■ Job: Please change "indicate" to "mark" throughout the records below and leave everything else as it is.

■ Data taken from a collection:
-- Begin --

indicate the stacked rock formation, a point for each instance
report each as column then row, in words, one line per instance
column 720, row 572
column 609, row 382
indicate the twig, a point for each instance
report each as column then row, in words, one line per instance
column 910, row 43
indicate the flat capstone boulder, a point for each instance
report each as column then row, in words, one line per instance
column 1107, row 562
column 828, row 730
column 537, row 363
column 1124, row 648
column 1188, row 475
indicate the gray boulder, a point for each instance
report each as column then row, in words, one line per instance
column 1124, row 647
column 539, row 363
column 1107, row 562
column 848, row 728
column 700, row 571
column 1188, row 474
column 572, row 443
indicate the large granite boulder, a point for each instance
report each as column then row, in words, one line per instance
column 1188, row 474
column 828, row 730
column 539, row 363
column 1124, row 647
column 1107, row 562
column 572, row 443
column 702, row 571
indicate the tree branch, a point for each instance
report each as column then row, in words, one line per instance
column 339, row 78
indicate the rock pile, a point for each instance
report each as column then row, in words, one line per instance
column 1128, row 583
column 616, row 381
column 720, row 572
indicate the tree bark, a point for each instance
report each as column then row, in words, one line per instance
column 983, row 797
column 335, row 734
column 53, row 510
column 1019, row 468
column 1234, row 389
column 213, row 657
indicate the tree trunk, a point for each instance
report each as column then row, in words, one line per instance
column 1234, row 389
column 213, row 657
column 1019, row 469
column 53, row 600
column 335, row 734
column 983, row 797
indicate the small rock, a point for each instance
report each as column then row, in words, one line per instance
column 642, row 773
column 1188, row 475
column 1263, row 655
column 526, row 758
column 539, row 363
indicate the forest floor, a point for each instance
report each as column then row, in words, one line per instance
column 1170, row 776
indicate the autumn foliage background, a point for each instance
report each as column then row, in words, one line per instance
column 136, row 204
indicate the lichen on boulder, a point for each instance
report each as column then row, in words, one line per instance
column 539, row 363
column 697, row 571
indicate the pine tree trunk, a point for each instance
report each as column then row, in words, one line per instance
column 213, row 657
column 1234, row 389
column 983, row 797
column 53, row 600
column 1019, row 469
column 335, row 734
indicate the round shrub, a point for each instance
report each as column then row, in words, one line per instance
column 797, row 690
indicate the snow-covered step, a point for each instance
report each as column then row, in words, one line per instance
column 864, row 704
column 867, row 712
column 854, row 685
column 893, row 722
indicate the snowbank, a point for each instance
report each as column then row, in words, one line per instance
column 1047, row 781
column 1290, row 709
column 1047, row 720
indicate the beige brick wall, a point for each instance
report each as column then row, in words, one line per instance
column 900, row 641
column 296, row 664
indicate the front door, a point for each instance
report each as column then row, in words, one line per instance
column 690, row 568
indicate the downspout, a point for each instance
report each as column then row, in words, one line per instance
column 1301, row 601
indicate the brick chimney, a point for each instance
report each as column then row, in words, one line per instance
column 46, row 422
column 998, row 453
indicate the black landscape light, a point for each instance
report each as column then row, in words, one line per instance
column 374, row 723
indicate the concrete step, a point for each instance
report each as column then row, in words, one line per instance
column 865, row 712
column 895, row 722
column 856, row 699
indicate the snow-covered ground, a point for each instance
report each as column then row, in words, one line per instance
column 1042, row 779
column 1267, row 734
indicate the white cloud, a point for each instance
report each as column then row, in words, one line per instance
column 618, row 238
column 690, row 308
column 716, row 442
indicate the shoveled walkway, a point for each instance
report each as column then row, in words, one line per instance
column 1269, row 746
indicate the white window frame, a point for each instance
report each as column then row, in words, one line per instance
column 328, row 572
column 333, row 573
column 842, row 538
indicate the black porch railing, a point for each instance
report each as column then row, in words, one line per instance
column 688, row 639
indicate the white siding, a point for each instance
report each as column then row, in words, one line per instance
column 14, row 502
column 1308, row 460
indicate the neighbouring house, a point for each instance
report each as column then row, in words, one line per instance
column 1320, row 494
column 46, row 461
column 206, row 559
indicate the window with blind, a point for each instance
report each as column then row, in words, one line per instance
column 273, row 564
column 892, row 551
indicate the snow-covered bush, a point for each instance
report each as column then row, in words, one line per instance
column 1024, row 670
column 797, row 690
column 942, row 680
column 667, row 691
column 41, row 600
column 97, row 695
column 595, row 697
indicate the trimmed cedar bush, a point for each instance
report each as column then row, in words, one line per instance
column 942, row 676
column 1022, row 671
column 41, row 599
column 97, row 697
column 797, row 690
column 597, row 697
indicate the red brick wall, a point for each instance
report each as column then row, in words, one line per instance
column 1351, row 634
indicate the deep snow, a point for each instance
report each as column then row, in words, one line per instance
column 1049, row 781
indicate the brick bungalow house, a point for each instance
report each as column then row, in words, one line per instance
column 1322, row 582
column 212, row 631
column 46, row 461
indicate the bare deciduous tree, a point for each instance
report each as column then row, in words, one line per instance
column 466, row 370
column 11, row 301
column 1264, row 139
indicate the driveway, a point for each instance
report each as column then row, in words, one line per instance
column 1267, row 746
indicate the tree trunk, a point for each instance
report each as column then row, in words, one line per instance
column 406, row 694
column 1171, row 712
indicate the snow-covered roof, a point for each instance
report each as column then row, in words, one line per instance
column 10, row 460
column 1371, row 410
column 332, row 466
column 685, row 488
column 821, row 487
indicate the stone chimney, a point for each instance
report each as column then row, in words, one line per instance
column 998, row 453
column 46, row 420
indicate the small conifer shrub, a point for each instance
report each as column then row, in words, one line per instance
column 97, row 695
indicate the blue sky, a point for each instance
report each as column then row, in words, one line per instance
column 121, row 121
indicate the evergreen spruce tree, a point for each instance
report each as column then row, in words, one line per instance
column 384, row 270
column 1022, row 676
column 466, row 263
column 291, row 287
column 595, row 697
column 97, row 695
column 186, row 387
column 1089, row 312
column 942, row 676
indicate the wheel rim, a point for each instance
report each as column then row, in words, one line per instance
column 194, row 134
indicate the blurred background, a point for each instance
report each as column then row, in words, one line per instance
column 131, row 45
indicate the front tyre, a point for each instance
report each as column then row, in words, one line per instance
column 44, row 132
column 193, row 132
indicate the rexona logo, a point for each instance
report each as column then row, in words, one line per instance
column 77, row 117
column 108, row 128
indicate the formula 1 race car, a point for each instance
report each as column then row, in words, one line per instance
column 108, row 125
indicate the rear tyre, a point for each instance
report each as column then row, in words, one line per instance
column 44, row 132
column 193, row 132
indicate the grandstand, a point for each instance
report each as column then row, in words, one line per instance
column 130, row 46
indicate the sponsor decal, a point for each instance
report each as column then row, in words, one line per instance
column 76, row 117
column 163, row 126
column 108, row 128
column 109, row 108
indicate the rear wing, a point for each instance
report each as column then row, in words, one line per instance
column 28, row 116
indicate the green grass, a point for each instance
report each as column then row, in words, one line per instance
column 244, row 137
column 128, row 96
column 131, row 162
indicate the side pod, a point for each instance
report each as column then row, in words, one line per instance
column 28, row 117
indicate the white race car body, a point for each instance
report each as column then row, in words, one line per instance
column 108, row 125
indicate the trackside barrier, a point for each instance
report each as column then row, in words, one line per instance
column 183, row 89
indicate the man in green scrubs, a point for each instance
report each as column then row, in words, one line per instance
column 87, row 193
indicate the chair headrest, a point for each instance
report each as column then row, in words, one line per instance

-- End --

■ Answer to this problem:
mark the stacked rock formation, a point for each instance
report each as column then row, in words, one line per instance
column 720, row 572
column 609, row 382
mark the twig, a point for each instance
report each as column then row, in words, one line per instance
column 910, row 43
mark the flat capstone boulder, a point for each instance
report each as column then row, in words, one line per instance
column 1107, row 562
column 828, row 730
column 537, row 363
column 1124, row 648
column 1188, row 475
mark the gray boulder, a point for each instance
report each as column then row, in words, one line per instance
column 1124, row 647
column 539, row 363
column 1107, row 562
column 848, row 728
column 700, row 571
column 1188, row 474
column 572, row 443
mark the large granite boulder, a point for each instance
report each as column then row, in words, one line per instance
column 1188, row 474
column 828, row 730
column 539, row 363
column 1124, row 647
column 1107, row 562
column 572, row 443
column 702, row 571
mark the tree branch, a point for each instance
report each as column then row, in words, one line per instance
column 339, row 78
mark the rock pile, a point for each instance
report each as column then row, in words, one line per instance
column 1128, row 583
column 616, row 381
column 720, row 572
mark the tree bark, a point for each instance
report each as column then row, in words, one line per instance
column 983, row 797
column 335, row 734
column 53, row 510
column 1019, row 468
column 1234, row 389
column 213, row 657
mark the tree trunk, a point for each instance
report each as column then row, in words, one line per instance
column 1234, row 389
column 213, row 657
column 1019, row 469
column 53, row 600
column 335, row 734
column 983, row 797
mark the small rock, a point for each instance
report each as column then row, in words, one line per instance
column 642, row 773
column 1188, row 475
column 1263, row 655
column 526, row 758
column 539, row 363
mark the forest floor, a point for each instance
report each as column then row, in words, one line per instance
column 1170, row 776
mark the autumn foliage background, a point for each instance
report each as column then row, in words, one line per instance
column 136, row 204
mark the lichen on boulder, a point for each instance
report each as column then row, in words, one line per instance
column 539, row 363
column 697, row 571
mark the pine tree trunk, a point for each instance
report each as column then row, in words, one line per instance
column 213, row 657
column 1234, row 389
column 983, row 797
column 53, row 600
column 1019, row 469
column 335, row 734
mark the round shrub, a point for each instance
report each as column then row, in words, one line per instance
column 797, row 690
mark the snow-covered step, a point for each instance
report each as column then row, in words, one line per instance
column 864, row 704
column 867, row 712
column 854, row 685
column 893, row 722
mark the snowbank, a point for each instance
report each as column then row, in words, one line per instance
column 1047, row 781
column 1290, row 709
column 1047, row 720
mark the beige brick wall, a point for each instance
report each as column then row, in words, one line per instance
column 900, row 641
column 296, row 664
mark the front door, a point for each instance
report each as column then row, in words, one line per instance
column 690, row 568
mark the downspout, a point for each instance
report each as column then row, in words, one line per instance
column 1301, row 601
mark the brick chimney, a point for each instance
report each as column then row, in words, one line per instance
column 46, row 422
column 998, row 453
mark the black landscape light, a point for each instance
report each as column then row, in words, one line per instance
column 374, row 723
mark the concrete step, a point for each instance
report each as column then row, in words, one line per instance
column 865, row 712
column 895, row 722
column 856, row 699
mark the snow-covered ground, a point for each instance
report each as column then row, in words, one line per instance
column 1042, row 779
column 1267, row 734
mark the white cloud, a point for each instance
report each as column then row, in words, one line per instance
column 618, row 238
column 690, row 308
column 716, row 442
mark the shoveled walkway, a point for each instance
report each as column then row, in words, one line per instance
column 1269, row 746
mark the white window frame, a point for each instance
report each as column then row, in words, one line per instance
column 328, row 572
column 333, row 573
column 842, row 538
mark the black porch railing, a point for each instance
report each as column then row, in words, one line per instance
column 688, row 639
mark the white siding, a point for each instance
report each as column then row, in words, one line per instance
column 14, row 502
column 1308, row 460
mark the neighbouring house, a point for each instance
report each as column then row, in words, one line per instance
column 1320, row 494
column 46, row 461
column 206, row 559
mark the window with blind, a point for each instance
report each as column then row, in words, one line per instance
column 273, row 564
column 892, row 551
mark the snow-covered bush, a point for each instance
report each as column then row, in words, one line per instance
column 1024, row 670
column 797, row 690
column 942, row 680
column 667, row 691
column 41, row 600
column 97, row 695
column 595, row 697
mark the trimmed cedar bush, a point for each instance
report each as column then row, in words, one line per instance
column 942, row 676
column 1022, row 671
column 41, row 599
column 97, row 697
column 797, row 690
column 597, row 697
mark the red brick wall, a point for each instance
report each as column then row, in words, one line per instance
column 1351, row 634
mark the deep snow, a point for each instance
report each as column then row, in words, one line per instance
column 1049, row 781
mark the brick bungalow house, a point for each instance
report each as column then row, in words, one line per instance
column 1322, row 582
column 212, row 631
column 46, row 461
mark the bare deciduous tree, a point for each instance
report each as column then row, in words, one line per instance
column 466, row 370
column 11, row 301
column 1264, row 139
mark the driveway, a point for each instance
report each as column then row, in words, one line per instance
column 1267, row 746
mark the tree trunk, a point for each instance
report each as column then row, in words, one line per instance
column 406, row 694
column 1171, row 712
mark the snow-covered roof, a point for each instance
report each as column then row, in words, one line per instance
column 10, row 460
column 1371, row 410
column 332, row 466
column 685, row 488
column 821, row 487
mark the stone chimney, a point for each instance
report each as column then row, in words, one line per instance
column 998, row 453
column 46, row 420
mark the small conifer shrub, a point for each instance
report each as column then row, in words, one line per instance
column 97, row 695
mark the blue sky, a point for each instance
report each as column then row, in words, one line per instance
column 121, row 121
mark the evergreen spruce tree, a point for each instance
report each as column then row, in words, one line per instance
column 384, row 270
column 1022, row 676
column 466, row 263
column 291, row 287
column 595, row 697
column 97, row 695
column 186, row 387
column 1089, row 312
column 942, row 676
mark the wheel rim, a point for each instance
report each as column then row, in words, one line per instance
column 194, row 134
mark the blurred background, a point for each instance
report each as column then row, in words, one line per instance
column 131, row 45
mark the front tyre, a point for each instance
report each as column then row, in words, one line per instance
column 44, row 132
column 193, row 132
mark the rexona logo, a point for each instance
report each as column then row, in words, one line per instance
column 77, row 117
column 108, row 128
mark the formula 1 race car, a point for each instance
report each as column then row, in words, one line per instance
column 108, row 125
mark the rear tyre, a point for each instance
report each as column then row, in words, one line per instance
column 44, row 132
column 193, row 132
mark the grandstand, a point for each instance
report each as column then row, in words, one line per instance
column 130, row 46
mark the sponsor decal, a point for each instance
report each as column then row, in words, one line per instance
column 76, row 117
column 163, row 126
column 108, row 128
column 109, row 108
mark the rear wing, a point for each instance
report each as column then row, in words, one line per instance
column 28, row 116
mark the green grass, a point for each instance
report each as column then row, in words, one line per instance
column 244, row 137
column 128, row 96
column 131, row 162
mark the side pod, a point for each instance
report each as column then row, in words, one line per instance
column 28, row 117
mark the white race car body, a point for each instance
report each as column then row, in words, one line per instance
column 108, row 125
mark the trackside barrier, a point for each instance
report each as column then row, in words, one line per instance
column 183, row 89
mark the man in green scrubs, a point for each instance
report each as column then row, in words, one line per instance
column 87, row 193
mark the chair headrest, a point for each instance
report each as column then row, in words, one line per instance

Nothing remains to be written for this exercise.